#### [STATED TASK]
Please answer from the text on Canadian media and ethnic issues: on which program did Jagmeet Singh face off with Terry Milewski?

#### [EXTRACTED TEXT]
start

Canadian media have a blind spot when it comes to so-called ethnic issues
Many reporters ignore or are too timid to address the ways immigrant backgrounds inform political positions
Much of the mainstream media is simply out of its depth when it comes to how to cover "ethnic" leaders, often ignoring or being too timid to address the ways their backgrounds inform and influence their political positions. It's an obvious blind spot.
An exception was the face-off between new NDP leader Jagmeet Singh and senior correspondent Terry Milewski on Power and Politics earlier this month, when Milewski asked Singh about his views on Canada's worst aviation-related terror attack: the downing of an Air India flight 182, in 1985.

end

#### [DATA SHOWN]

start

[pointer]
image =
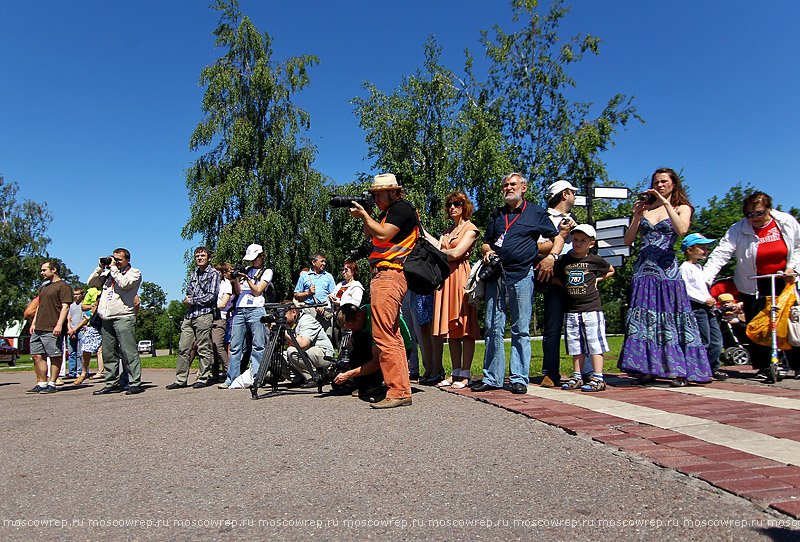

end

#### [TASK SOLUTION]
Power and Politics